*Exercise brief:* Everything in the records below except the images should be output exactly as written.

──────── Material for the task

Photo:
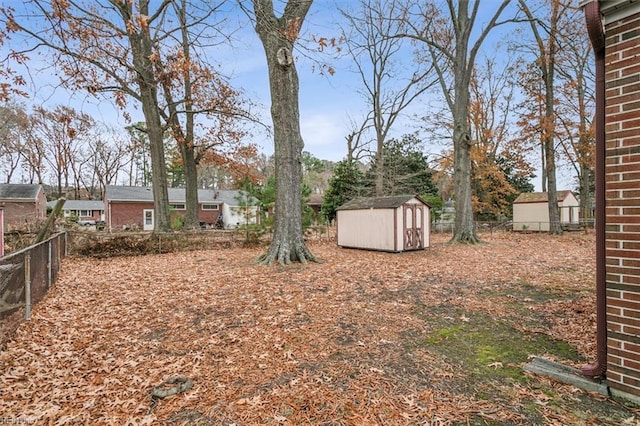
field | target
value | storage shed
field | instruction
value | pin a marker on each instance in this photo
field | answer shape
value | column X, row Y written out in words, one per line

────────────────

*Task solution:*
Photo:
field | target
value | storage shed
field | instruction
value | pin a marker on each instance in this photo
field | answer shape
value | column X, row Y written out in words, one per line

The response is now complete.